Saat ini di Kepolisan RI memiliki delapan jenderal bintang tiga, yakni Dwi Priyatno, Putut Eko Bayuseno, Djoko Mukti Haryono, Anang Iskandar, Saud Usman Nasution, Budi Waseso, Suhardi Alius, dan Budi Gunawan, mereka memiliki kesempatan dan peluang yang sama menjadi Wakapolri, hanya nasib baik yang akan menentukan mereka, apakah naik menjadi Wakapolri atau tidak.
Dari kedelapan Komisaris Jenderal tersebut, ada beberapa nama mencuat kepermukaan sebagai calon Wakapolri, paska dilantiknya Komjen Badrodin Haiti menjadi Kapolri seperti Komjen Budi Gunawan dan Komjen Dwi Priyatno. Kewenangan pemilihan Wakapolri berada di Dewan Kepangkatan dan Jabatan Tinggi (Wanjakti), setelah calon Wakapolri terpilih dan disetujui Kepolisian, akan di ajukan ke Presiden, selanjutnya presiden akan melantik Wakapolri seperti saat melantik Kapolri. Tak diperlukan keputusan presiden pada tahap ini, karena presiden hanya bertugas melantik.
Namun demikian, ada beberapa pihak (karena kepedulian terhadap Polri), memberikan saran dan masukan, kepada Wanjakti dalam menentukan Wakapolri baru. Sama sekali tidak bermaksud melakukan intervensi, karena semua menegaskan bahwa kewenangan sepenuh milik Wanjakti.
----------------
■ Tugas Anda ■
A - Tulis ulang kata demi kata seluruh teks tentang calon Wakapolri di atas.
B - Sunting semua entri di bawah dengan mengganti "gothic arch" menjadi "rose window" tanpa mengubah bagian lainnya. Gambar tidak perlu dimasukkan ke dalam jawaban.
----------------
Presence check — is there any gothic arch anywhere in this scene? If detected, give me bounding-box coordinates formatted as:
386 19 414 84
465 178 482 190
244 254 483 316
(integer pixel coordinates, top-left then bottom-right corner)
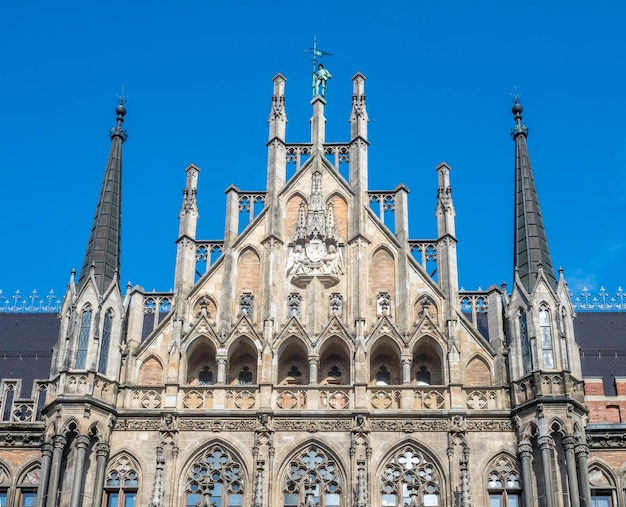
----------------
■ Jawaban ■
A -
Saat ini di Kepolisan RI memiliki delapan jenderal bintang tiga, yakni Dwi Priyatno, Putut Eko Bayuseno, Djoko Mukti Haryono, Anang Iskandar, Saud Usman Nasution, Budi Waseso, Suhardi Alius, dan Budi Gunawan, mereka memiliki kesempatan dan peluang yang sama menjadi Wakapolri, hanya nasib baik yang akan menentukan mereka, apakah naik menjadi Wakapolri atau tidak.
Dari kedelapan Komisaris Jenderal tersebut, ada beberapa nama mencuat kepermukaan sebagai calon Wakapolri, paska dilantiknya Komjen Badrodin Haiti menjadi Kapolri seperti Komjen Budi Gunawan dan Komjen Dwi Priyatno. Kewenangan pemilihan Wakapolri berada di Dewan Kepangkatan dan Jabatan Tinggi (Wanjakti), setelah calon Wakapolri terpilih dan disetujui Kepolisian, akan di ajukan ke Presiden, selanjutnya presiden akan melantik Wakapolri seperti saat melantik Kapolri. Tak diperlukan keputusan presiden pada tahap ini, karena presiden hanya bertugas melantik.
Namun demikian, ada beberapa pihak (karena kepedulian terhadap Polri), memberikan saran dan masukan, kepada Wanjakti dalam menentukan Wakapolri baru. Sama sekali tidak bermaksud melakukan intervensi, karena semua menegaskan bahwa kewenangan sepenuh milik Wanjakti.

B -
Presence check — is there any rose window anywhere in this scene? If detected, give me bounding-box coordinates formatted as:
386 19 414 84
465 178 482 190
244 254 483 316
(integer pixel coordinates, top-left then bottom-right corner)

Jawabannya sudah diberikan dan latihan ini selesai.